== Supplied material ==
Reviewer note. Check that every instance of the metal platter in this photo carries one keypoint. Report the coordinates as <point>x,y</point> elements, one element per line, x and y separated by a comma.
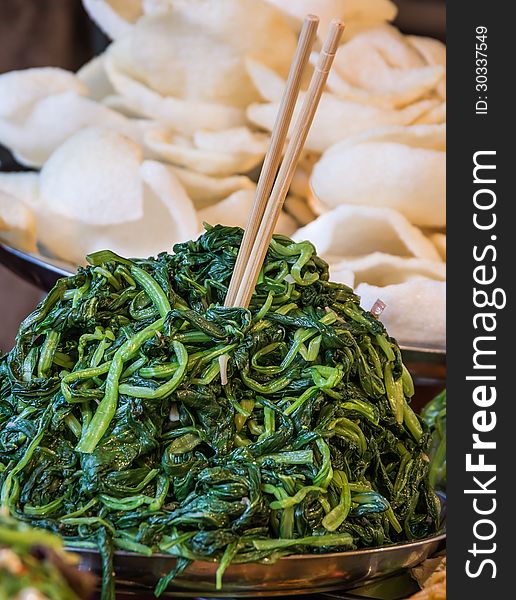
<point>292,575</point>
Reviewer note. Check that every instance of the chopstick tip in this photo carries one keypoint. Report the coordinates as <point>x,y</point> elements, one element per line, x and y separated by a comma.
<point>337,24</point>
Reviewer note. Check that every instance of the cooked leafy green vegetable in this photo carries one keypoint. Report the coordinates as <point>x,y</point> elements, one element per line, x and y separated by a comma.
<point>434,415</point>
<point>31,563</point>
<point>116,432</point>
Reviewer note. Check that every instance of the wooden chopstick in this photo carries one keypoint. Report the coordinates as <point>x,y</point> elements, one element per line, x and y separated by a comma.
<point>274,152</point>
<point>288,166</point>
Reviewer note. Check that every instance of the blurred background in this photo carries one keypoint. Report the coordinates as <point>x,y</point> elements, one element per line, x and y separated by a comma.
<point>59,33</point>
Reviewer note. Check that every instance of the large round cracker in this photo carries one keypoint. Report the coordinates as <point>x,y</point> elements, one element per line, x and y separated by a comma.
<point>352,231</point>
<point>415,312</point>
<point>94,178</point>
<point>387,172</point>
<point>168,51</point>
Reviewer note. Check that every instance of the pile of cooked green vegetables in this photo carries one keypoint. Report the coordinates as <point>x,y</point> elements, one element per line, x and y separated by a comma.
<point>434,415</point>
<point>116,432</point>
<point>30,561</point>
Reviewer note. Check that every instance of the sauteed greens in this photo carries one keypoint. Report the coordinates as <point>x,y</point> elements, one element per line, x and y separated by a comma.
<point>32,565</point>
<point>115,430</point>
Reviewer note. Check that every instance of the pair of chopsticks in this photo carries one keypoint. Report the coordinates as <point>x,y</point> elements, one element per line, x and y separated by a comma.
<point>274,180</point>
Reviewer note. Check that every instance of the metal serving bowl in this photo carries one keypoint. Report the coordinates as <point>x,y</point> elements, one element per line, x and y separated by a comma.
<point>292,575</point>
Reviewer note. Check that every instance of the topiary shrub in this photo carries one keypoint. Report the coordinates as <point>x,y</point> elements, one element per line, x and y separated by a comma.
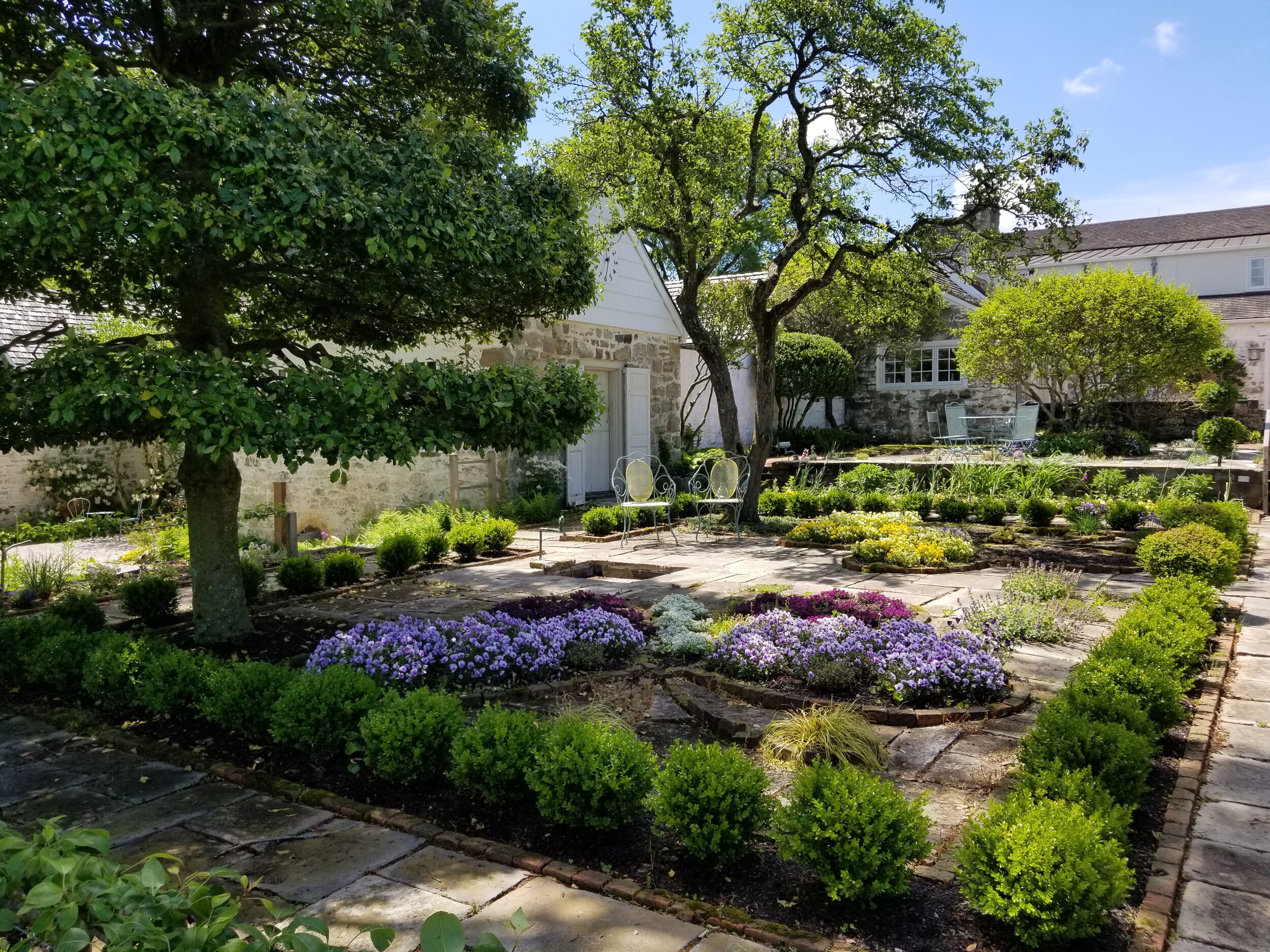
===
**Aim of the exercise**
Put every line from the one that contains "Reviewer note. Check that every instance of the metal serving" through the end of the rows into a Markdown table with two columns, Number and Row text, numbering the lines in order and skipping blank lines. Leave the pictures out.

**Result of this task**
| Number | Row text |
|---|---|
| 1 | Reviewer note. Check that every instance of the metal serving bowl in this photo carries one keypoint. Report the coordinates as <point>x,y</point> elements, one element per line, x and y separated by a comma. |
| 2 | <point>292,575</point> |
| 3 | Reviewer note. Check that every instance of the topiary shrub in this photo carries one keypoint. Report the coordinates as <point>x,y</point> elements, one element per line, x and y separated by a comma. |